» **GIVEN DATA**
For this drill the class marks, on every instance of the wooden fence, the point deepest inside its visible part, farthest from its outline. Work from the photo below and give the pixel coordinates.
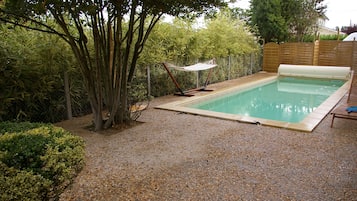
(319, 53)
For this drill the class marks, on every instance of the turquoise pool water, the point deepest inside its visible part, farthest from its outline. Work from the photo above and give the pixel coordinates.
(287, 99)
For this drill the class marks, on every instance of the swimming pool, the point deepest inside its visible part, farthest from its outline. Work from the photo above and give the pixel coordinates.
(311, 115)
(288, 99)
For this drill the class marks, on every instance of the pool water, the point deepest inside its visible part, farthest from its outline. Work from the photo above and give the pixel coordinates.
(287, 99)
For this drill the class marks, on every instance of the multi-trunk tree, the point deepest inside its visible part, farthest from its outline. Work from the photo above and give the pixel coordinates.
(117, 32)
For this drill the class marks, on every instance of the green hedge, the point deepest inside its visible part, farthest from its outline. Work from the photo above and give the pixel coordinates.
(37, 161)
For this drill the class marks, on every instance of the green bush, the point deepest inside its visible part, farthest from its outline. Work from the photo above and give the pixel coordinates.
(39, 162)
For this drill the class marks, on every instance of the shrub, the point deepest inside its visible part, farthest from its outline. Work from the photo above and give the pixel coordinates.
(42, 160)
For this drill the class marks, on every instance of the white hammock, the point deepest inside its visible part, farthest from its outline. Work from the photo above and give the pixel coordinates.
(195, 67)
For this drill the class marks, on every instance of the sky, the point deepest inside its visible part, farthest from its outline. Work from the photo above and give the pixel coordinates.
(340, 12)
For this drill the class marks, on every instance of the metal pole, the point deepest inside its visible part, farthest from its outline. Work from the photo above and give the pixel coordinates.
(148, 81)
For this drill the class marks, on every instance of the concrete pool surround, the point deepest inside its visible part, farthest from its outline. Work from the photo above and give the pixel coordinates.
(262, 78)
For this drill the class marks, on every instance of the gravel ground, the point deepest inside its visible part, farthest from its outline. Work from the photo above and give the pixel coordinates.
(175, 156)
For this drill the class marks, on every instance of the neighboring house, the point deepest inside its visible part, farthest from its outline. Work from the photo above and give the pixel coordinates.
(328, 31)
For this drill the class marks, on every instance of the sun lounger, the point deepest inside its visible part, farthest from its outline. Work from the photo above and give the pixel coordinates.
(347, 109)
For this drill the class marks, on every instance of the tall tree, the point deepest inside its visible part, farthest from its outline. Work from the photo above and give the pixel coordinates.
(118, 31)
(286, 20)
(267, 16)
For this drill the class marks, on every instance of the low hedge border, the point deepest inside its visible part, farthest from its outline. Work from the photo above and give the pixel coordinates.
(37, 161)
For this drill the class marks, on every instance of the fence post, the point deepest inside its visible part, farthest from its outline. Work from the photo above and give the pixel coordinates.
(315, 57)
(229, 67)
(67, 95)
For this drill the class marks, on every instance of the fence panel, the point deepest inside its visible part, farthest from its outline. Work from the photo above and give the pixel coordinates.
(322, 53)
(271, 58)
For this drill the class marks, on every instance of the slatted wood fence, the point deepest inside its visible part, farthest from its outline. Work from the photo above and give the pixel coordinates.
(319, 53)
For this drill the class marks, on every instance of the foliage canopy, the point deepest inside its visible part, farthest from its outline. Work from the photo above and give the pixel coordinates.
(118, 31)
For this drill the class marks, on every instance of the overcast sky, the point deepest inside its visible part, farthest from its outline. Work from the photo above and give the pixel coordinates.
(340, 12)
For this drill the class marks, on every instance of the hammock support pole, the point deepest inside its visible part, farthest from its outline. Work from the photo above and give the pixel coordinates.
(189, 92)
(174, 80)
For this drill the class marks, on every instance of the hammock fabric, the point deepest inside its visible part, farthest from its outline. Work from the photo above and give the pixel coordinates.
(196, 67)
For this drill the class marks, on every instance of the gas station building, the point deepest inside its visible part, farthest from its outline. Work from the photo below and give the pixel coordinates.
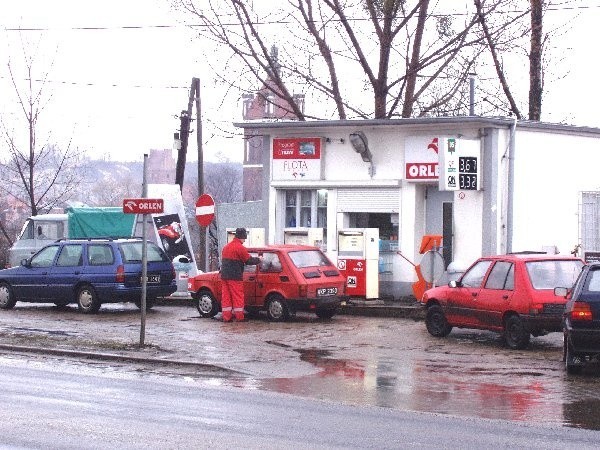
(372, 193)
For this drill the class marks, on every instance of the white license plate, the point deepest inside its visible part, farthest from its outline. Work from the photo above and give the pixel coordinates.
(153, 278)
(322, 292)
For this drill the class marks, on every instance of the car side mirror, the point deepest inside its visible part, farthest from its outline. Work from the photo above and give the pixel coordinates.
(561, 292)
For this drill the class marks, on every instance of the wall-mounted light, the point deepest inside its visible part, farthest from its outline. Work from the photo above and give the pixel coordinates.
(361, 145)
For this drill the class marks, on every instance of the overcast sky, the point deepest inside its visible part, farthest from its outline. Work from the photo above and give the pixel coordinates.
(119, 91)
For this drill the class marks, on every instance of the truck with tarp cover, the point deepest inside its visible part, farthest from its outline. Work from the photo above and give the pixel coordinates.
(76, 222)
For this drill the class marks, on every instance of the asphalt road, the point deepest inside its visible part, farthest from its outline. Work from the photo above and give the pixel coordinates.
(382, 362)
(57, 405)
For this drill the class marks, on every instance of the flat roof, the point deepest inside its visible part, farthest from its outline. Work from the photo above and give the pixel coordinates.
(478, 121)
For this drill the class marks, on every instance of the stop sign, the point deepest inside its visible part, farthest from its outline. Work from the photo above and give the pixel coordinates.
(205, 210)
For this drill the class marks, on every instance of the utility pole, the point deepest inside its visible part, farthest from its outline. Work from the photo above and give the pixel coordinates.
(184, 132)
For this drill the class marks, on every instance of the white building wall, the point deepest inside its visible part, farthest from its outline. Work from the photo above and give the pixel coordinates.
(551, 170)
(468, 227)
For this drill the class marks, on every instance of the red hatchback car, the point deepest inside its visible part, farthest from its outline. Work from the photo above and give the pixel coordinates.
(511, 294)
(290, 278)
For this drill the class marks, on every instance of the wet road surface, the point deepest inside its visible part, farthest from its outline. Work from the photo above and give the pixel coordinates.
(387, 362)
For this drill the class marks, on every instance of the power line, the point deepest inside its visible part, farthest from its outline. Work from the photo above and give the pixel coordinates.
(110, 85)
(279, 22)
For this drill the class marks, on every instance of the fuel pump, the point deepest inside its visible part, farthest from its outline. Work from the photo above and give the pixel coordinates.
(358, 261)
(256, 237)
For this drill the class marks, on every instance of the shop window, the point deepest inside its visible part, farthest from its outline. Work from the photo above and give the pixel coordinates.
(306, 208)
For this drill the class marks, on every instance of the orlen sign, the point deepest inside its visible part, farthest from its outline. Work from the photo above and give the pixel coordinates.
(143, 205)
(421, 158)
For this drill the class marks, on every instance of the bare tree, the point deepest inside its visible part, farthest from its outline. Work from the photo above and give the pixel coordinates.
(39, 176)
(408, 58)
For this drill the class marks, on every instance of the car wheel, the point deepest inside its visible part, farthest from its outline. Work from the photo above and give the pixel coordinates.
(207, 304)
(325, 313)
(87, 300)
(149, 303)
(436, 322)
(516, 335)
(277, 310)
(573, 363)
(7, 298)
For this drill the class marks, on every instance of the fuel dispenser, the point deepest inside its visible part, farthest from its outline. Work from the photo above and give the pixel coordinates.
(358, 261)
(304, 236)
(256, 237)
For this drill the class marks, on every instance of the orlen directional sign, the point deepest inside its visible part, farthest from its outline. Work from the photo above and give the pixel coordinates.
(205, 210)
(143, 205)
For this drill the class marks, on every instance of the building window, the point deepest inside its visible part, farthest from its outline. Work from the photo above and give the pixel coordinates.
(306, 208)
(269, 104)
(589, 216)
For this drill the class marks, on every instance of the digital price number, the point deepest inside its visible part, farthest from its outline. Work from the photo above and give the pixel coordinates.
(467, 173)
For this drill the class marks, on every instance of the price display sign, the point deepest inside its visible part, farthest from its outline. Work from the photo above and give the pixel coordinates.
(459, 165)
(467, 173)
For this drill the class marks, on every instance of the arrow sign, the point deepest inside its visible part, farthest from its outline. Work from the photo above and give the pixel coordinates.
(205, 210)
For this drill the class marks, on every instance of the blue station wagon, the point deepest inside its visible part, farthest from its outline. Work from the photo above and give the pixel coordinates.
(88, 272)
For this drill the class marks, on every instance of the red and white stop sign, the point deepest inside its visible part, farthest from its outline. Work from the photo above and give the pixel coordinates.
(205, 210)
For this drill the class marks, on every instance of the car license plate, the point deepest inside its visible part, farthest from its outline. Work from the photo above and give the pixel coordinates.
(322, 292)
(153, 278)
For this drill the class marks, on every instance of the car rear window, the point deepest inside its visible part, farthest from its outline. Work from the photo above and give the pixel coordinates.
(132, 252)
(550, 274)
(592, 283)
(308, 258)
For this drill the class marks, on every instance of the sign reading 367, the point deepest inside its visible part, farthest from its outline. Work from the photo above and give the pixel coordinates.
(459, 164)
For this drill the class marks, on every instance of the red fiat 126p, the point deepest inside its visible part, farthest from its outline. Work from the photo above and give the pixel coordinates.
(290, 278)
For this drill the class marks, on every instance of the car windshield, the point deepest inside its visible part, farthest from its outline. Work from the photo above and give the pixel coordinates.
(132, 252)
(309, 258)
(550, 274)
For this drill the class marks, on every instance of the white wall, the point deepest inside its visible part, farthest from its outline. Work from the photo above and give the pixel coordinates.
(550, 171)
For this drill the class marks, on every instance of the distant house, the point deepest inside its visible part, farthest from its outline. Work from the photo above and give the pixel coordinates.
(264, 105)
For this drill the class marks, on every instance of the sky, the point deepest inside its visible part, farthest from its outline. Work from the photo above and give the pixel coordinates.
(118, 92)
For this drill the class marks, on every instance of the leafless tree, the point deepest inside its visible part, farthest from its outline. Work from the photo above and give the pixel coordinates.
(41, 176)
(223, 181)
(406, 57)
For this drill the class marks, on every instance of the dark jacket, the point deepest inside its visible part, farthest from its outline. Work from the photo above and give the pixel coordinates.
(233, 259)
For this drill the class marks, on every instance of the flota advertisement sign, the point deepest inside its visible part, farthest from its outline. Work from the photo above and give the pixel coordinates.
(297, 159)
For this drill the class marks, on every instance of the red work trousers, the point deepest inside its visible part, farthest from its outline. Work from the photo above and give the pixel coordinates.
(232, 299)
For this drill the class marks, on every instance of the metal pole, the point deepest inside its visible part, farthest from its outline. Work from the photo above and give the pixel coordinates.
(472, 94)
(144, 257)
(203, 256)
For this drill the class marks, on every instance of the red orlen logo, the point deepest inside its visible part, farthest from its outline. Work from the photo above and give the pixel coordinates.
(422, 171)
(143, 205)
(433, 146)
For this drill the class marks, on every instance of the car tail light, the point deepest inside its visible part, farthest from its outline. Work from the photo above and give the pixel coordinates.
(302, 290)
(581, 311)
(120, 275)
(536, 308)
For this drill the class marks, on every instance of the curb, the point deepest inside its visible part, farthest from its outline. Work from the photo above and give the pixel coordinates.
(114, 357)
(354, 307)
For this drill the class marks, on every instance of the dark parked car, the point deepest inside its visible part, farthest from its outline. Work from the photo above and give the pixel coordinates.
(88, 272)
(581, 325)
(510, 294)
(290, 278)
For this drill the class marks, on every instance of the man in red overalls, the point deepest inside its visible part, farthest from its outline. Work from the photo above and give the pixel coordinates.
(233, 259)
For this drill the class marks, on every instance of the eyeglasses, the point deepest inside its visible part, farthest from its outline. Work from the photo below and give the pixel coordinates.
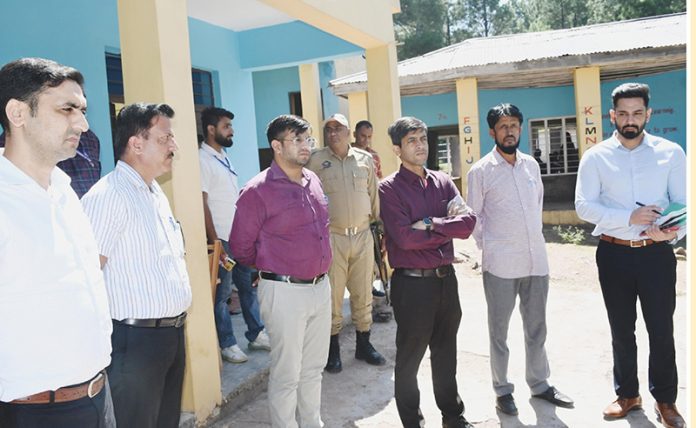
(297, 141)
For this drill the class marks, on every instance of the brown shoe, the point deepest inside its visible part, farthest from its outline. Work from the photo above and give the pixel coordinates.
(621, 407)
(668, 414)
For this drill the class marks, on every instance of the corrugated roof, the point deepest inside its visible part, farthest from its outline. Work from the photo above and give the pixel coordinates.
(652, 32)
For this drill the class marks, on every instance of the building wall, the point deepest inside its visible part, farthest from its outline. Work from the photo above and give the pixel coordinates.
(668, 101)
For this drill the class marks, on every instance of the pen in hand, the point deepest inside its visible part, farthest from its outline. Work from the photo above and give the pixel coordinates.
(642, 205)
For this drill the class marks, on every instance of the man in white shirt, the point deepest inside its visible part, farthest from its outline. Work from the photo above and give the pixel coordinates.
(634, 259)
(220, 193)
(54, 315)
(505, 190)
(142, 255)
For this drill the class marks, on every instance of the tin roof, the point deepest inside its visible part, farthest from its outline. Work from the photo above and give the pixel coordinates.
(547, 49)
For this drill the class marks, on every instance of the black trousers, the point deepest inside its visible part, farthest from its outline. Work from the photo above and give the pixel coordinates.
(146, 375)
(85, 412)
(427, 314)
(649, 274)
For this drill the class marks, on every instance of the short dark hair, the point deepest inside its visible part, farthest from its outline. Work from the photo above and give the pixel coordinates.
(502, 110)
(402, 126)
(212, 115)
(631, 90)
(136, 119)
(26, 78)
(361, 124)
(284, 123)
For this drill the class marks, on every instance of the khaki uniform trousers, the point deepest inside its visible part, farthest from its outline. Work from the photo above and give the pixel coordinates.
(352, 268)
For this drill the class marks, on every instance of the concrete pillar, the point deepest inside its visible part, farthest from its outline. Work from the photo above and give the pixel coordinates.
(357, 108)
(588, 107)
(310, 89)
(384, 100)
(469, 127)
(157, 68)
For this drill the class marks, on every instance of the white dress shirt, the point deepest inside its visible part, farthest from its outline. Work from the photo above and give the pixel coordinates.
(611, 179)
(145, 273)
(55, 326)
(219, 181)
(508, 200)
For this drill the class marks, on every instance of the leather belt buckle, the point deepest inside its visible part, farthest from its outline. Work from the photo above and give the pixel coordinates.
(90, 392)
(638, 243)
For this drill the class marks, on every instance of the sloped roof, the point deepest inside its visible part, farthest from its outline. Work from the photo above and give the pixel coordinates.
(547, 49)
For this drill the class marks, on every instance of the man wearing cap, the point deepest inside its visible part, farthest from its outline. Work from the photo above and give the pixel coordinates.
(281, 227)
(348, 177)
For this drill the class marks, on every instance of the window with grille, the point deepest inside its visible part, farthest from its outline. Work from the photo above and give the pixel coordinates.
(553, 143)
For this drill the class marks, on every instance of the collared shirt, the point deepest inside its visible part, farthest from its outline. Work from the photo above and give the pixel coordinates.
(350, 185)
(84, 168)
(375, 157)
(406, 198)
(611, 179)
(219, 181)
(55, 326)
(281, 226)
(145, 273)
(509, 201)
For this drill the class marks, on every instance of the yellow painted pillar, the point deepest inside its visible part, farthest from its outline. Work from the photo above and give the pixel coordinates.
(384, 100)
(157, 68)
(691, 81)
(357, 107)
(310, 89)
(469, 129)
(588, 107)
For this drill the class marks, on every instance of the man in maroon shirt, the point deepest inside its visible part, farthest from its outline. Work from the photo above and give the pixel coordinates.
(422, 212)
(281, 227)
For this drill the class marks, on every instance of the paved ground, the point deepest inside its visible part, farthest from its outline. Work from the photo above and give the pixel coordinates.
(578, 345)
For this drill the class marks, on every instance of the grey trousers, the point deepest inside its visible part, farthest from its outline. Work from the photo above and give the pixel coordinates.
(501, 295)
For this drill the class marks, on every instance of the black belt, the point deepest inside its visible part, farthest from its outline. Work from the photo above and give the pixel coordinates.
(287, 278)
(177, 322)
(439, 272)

» **AIM OF THE EXERCISE**
Extract exactly the lines between the line containing "of the collared" and the end of the data, including both.

» **SOLUTION TO THE PROBLEM**
For this drill the class marks, on every instance of the collared shirt, the point deepest inside its visible part, farthest from its outline. Work from the photo above and give the pixel coordinates.
(350, 185)
(84, 168)
(375, 157)
(406, 198)
(611, 179)
(219, 181)
(55, 326)
(281, 226)
(145, 273)
(509, 201)
For this drill the class marks, on every instance of the yellow painted pillar, the point deepest inside its visible part, farthest from its outline. Work from the photo above and give the pixel coordinates.
(384, 100)
(157, 68)
(691, 81)
(357, 107)
(310, 89)
(469, 129)
(588, 107)
For this drill the class marks, on every instance of the man in maroon shirt, the point deepest inside its visible part, farthest from its outline. Work from the photo above and give the pixel coordinates.
(422, 212)
(281, 227)
For this drill the class marks, on every instance of the paved ground, the point deepest inside its visible part, farthest from its outline. Work from the photo above and give the pixel coordinates.
(578, 345)
For this drill the class marks, on every instance of the grey trousers, the point deepest inside its visible part, farthest from its outline. Work from the photo above and give the pixel coordinates.
(501, 295)
For this drill the class marks, on every instance of the black belt, the point deepest inside its visible part, farthest from its outline. Work from the photo above and give the pixel coordinates.
(287, 278)
(177, 322)
(439, 272)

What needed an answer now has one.